OBJETIVOS:
1. Reproduza fielmente a passagem do texto sobre os donos da bola que vai de "Quando criança eu" até "de substituir alguém.".
2. Liste todas as coisas das quais, segundo o texto sobre os donos da bola, esses donos também são donos na política brasileira.
3. Dê prosseguimento ao texto sobre os donos da bola na política brasileira a partir da última frase apresentada.

Quando criança eu gostava de jogar futebol. Na verdade, gosto até hoje, ainda que não pratique tanto quanto gostaria, mas uma coisa de criança sempre me chamou a atenção e isso não parece ter mudado muito: são os “donos da bola”. O dono da bola joga sempre, não fica de fora. Se ficar de fora, acaba o jogo ou dá um jeito de substituir alguém.
Na política brasileira não é diferente. Os donos da bola estão aí desde 1.500. E não largaram o jogo. E não são só donos da bola. São donos também do campo, dos uniformes, dos juízes e foram eles que inventaram as regras do jogo. O que quer dizer que só vamos jogar quando eles quiserem, quando eles “deixarem”. Simples assim. A não ser que...

DADOS FORNECIDOS:
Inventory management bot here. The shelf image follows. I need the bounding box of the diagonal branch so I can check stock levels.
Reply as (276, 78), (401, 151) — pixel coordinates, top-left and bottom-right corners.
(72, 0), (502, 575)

--

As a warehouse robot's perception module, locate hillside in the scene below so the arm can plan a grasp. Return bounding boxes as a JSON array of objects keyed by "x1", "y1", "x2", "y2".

RESPOSTAS:
1.
Quando criança eu gostava de jogar futebol. Na verdade, gosto até hoje, ainda que não pratique tanto quanto gostaria, mas uma coisa de criança sempre me chamou a atenção e isso não parece ter mudado muito: são os “donos da bola”. O dono da bola joga sempre, não fica de fora. Se ficar de fora, acaba o jogo ou dá um jeito de substituir alguém.

2. a bola, o campo, os uniformes, os juízes

3.
A não ser que a gente invente um novo jogo, uma nova bola, um novo campo, novas regras.
O grande erro da esquerda, a meu ver, é querer jogar o jogo como se ele fosse justo. Não é. Nunca foi. Quando nos deixaram chegar lá, só deixaram porque não saíram do campo e quando cansaram, pois perceberam que a torcida estava mais a nosso favor, deram o jeito de nos tirar de campo. E foi fácil, fácil. E na última grande partida, expulsaram o nosso principal artilheiro, no tapetão. “Um grande acordo, com Supremo, com tudo...”.
Está na hora de criarmos o nosso jogo e ele tem que ser num campo e com uma bola que eles não saibam jogar. E penso que a resposta passa pelo afeto!
Não, não falo de afeto como se fosse colocar uma flor na barba, camisas estampadas de flores e estampar “gratidão” em tudo o que se fizer (nada contra quem faz essas coisas, mas não é disso que estou falando). Falo de afeto como a capacidade de deixar a realidade nos afetar e de respondermos com aquilo que só nós temos. A direita não tem afeto, não se afeta. Duas meninas negras mortas por um tiro de fuzil não movem um cílio sequer dos olhos embotados dos donos da bola.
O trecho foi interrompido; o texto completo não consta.